### What to do
Write out each line exactly as given. Leave the pictures out of your copy.
>>>
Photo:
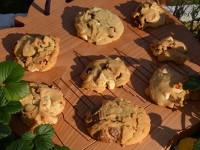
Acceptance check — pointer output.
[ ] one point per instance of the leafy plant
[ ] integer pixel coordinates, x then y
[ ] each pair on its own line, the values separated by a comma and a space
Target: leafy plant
197, 144
39, 139
186, 8
10, 76
192, 83
4, 131
7, 108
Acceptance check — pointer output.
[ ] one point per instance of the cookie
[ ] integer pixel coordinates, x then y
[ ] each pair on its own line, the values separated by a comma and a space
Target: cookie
37, 53
118, 121
98, 26
166, 89
103, 73
42, 105
150, 14
169, 49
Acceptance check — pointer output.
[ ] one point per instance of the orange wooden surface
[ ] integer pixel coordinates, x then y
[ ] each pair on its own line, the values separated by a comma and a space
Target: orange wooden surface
75, 54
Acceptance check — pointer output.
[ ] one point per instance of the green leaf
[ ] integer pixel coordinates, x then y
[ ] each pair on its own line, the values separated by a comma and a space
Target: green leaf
10, 72
3, 100
12, 107
29, 137
16, 91
192, 83
19, 145
4, 117
43, 142
197, 144
4, 131
45, 129
61, 148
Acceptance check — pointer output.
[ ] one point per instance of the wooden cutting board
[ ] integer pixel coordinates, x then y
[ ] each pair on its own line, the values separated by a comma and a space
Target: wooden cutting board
75, 54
<<<
### Correct result
Photo:
Acceptance check — pointer output.
[ ] one point per instance of the leafy plant
[ ] integer pixel coordinates, x then y
[ ] each pair on its own line, the values separated by a comma and a space
Target: leafy plant
197, 144
39, 139
186, 8
10, 76
192, 83
4, 131
7, 108
Acceptance check — pointer output.
[ ] one point per instance of the cookie
[ ] integer pixel coordinates, x then y
[ ] each pair on its own line, the values separated by a comma and a space
Target: cookie
37, 53
118, 121
98, 26
166, 89
103, 73
42, 105
150, 14
169, 49
Acceptance check — pointer output.
[ ] one point per instance of the orange wooden surface
[ ] integer pixel coordinates, x then y
[ ] each pair on its own line, the values separated by a comma and a space
Target: orange wooden surface
75, 54
Acceptance check — pointer output.
[ ] one point per instance of the green leaf
[ ] integer pixel coordinates, x then y
[ ] each pair on its own line, the values separated by a comma and a space
Target: green leaf
10, 72
3, 100
12, 107
29, 137
16, 91
192, 83
19, 145
4, 117
43, 142
197, 144
4, 131
45, 129
61, 148
Acceptance check — pointer output.
[ ] one point per instance of the wooden cutting board
[ ] integer pixel coordinates, x then y
[ ] each pair on its own line, the values separated by a comma and a space
Target: wooden cutting board
75, 54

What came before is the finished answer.